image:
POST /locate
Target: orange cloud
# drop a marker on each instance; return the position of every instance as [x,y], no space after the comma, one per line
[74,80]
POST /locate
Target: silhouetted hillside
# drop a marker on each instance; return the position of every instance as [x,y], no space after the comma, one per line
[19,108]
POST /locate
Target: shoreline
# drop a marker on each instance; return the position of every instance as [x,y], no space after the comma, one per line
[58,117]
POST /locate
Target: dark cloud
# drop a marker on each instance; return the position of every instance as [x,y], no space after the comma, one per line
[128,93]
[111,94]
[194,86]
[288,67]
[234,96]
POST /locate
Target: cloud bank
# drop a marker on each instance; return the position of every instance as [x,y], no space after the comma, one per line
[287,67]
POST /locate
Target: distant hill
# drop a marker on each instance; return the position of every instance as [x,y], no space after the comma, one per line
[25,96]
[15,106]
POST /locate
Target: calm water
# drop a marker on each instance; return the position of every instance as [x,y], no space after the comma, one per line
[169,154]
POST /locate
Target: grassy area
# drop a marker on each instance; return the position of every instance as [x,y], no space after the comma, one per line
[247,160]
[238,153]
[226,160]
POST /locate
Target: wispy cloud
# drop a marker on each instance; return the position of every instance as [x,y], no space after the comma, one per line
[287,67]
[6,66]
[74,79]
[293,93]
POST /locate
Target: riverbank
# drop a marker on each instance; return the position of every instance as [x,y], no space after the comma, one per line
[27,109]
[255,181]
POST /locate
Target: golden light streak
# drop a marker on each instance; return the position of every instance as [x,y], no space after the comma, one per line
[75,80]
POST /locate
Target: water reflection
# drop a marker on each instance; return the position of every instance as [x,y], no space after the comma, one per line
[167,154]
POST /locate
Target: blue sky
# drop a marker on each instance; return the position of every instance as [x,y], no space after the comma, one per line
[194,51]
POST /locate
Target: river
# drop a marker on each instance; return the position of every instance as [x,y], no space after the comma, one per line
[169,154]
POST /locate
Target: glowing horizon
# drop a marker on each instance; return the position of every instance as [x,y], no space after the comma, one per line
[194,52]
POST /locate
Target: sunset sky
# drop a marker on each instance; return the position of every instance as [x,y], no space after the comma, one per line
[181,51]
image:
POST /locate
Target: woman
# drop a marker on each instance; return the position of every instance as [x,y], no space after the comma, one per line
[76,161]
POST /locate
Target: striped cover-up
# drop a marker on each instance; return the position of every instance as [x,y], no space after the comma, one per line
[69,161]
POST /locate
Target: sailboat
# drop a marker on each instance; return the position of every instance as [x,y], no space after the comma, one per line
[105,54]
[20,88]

WRITTEN INSTRUCTION
Repeat the material above exactly.

THE SOLUTION
image:
POST /locate
Target: orange cloud
# drop a marker on each instance; return the position of every instance as [x,y], no space after the comma, one per line
[74,80]
POST /locate
Target: silhouetted hillside
# drop a marker on each instance; return the position of every instance as [x,y], no space after the comma, one per line
[19,108]
POST /locate
Target: shoreline
# drop a marker on each instance; return the position of every instance as [x,y], no space after the comma, one per line
[58,117]
POST /locate
Target: dark cloud
# drop a marker on each instance; return the position of every instance as [x,y], no space after the comma, one per line
[128,93]
[111,94]
[194,86]
[288,67]
[234,96]
POST /locate
Target: cloud bank
# drop a marker on each instance; return the position of every instance as [x,y], no space after the comma, one per line
[287,67]
POST /locate
Target: distant hill
# drop a marker on each instance; return the position of every instance as [x,y], no space after the comma, one per line
[25,96]
[15,106]
POST /locate
Target: calm water
# drop a marker on each instance; return the position of every instance as [x,y], no space after the comma, one per line
[169,154]
POST /locate
Target: grassy area
# drop a marker on each instance; return the position of every instance as [x,y], no space after the comma, one per line
[247,160]
[238,153]
[226,160]
POST /locate
Target: wispy cloud
# drop a marker on each instance; return the position of every instance as [x,y], no space after the comma, one per line
[287,67]
[6,66]
[74,79]
[293,93]
POST /locate
Target: riverbank
# drop a marker on each instance; return the position of every instance as [x,y], no space after the comma, one per line
[27,109]
[255,181]
POST /locate
Target: golden light streak
# drop a marker on each instance; return the position of every instance as [x,y], no space after the comma, one per line
[75,80]
POST /locate
Target: water reflection
# drop a marker on each instance; return the position of every instance as [x,y], no space after the comma, one per line
[167,154]
POST /locate
Target: blue sky
# drop a marker on each instance; return the position of every instance as [x,y], no space after the comma, one per line
[194,51]
POST /locate
Target: river
# drop a marker on each instance; return the position of every instance as [x,y], no space after the comma, one per line
[169,154]
POST /locate
Target: glowing horizon
# drop a marker on each instance; return the position of every instance as [x,y], no space after the comma, one per line
[194,52]
POST /locate
Target: sunset sky
# drop a marker on each instance; return the position of every instance as [x,y], no space after the comma, one per line
[181,51]
image:
POST /locate
Target: woman
# drop a marker on each instance; return the position of every instance as [x,y], no space after the comma, one per line
[76,161]
POST /locate
Target: striped cover-up
# drop a marker on each instance; return the position of every instance as [x,y], no space after the comma, one per line
[69,161]
POST /locate
Target: sailboat
# drop a marker on each instance; return the position of every instance as [x,y], no space after the comma, one per line
[105,54]
[20,88]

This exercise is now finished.